● **PASSAGE TO READ**
One can do an automorphic version of this argument - the conductor would be $q^3$, so the constant of the functional equation of the standard $L$-function would make it a rational function of degree $-1$, contradicting the fact that it must be polynomial.

However, one can also check this by hand from the definition of an automorphic form. I did this in the language I am most comfortable with (vector bundles), rather than adelically. I worked out once how to think concretely about automorphic forms over function fields. I don't know if this makes sense to anyone else, but I put it below the line.

Before giving this argument, let me note that, with four points, there's many more examples than elliptic curves. There's $q+1 -O(1)$ and this was counted in the paper of Deligne and Flicker. This uses automorphic methods (trace formula). The associated Langlands parameters are almost totally opaque, except for the information we can glean about them from Langlands and the few special cases that arise from elliptic curves. Note that, for most sets of four points, there's no elliptic curves at all - only four special sets of four points do the trick.

● **Coordinate labeling data**
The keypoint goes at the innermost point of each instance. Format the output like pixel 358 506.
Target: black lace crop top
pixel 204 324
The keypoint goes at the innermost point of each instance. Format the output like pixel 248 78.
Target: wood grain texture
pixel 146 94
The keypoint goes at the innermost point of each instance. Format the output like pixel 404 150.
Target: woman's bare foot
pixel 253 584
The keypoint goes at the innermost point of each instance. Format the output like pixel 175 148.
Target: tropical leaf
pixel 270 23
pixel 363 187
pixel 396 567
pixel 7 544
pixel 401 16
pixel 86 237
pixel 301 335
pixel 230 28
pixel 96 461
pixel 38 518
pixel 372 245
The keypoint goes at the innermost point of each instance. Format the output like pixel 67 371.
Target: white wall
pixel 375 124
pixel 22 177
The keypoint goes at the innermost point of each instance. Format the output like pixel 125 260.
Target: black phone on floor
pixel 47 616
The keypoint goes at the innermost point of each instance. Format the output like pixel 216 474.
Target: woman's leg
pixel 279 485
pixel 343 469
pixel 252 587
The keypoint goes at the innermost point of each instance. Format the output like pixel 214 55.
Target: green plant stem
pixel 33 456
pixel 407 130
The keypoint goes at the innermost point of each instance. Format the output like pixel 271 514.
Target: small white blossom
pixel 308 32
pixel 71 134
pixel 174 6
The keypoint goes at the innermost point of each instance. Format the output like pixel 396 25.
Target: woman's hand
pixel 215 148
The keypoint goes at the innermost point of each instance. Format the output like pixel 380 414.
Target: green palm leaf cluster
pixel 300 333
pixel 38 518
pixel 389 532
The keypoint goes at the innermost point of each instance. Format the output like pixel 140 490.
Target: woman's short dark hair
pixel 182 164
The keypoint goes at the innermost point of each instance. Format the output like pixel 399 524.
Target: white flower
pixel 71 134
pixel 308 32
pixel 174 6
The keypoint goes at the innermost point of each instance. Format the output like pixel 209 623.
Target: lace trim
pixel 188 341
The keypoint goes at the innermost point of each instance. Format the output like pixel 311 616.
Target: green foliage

● **AIM**
Can you transcribe the automorphic forms passage above, between "Before giving this" and "do the trick.", inclusive?

● **CORRECT ANSWER**
Before giving this argument, let me note that, with four points, there's many more examples than elliptic curves. There's $q+1 -O(1)$ and this was counted in the paper of Deligne and Flicker. This uses automorphic methods (trace formula). The associated Langlands parameters are almost totally opaque, except for the information we can glean about them from Langlands and the few special cases that arise from elliptic curves. Note that, for most sets of four points, there's no elliptic curves at all - only four special sets of four points do the trick.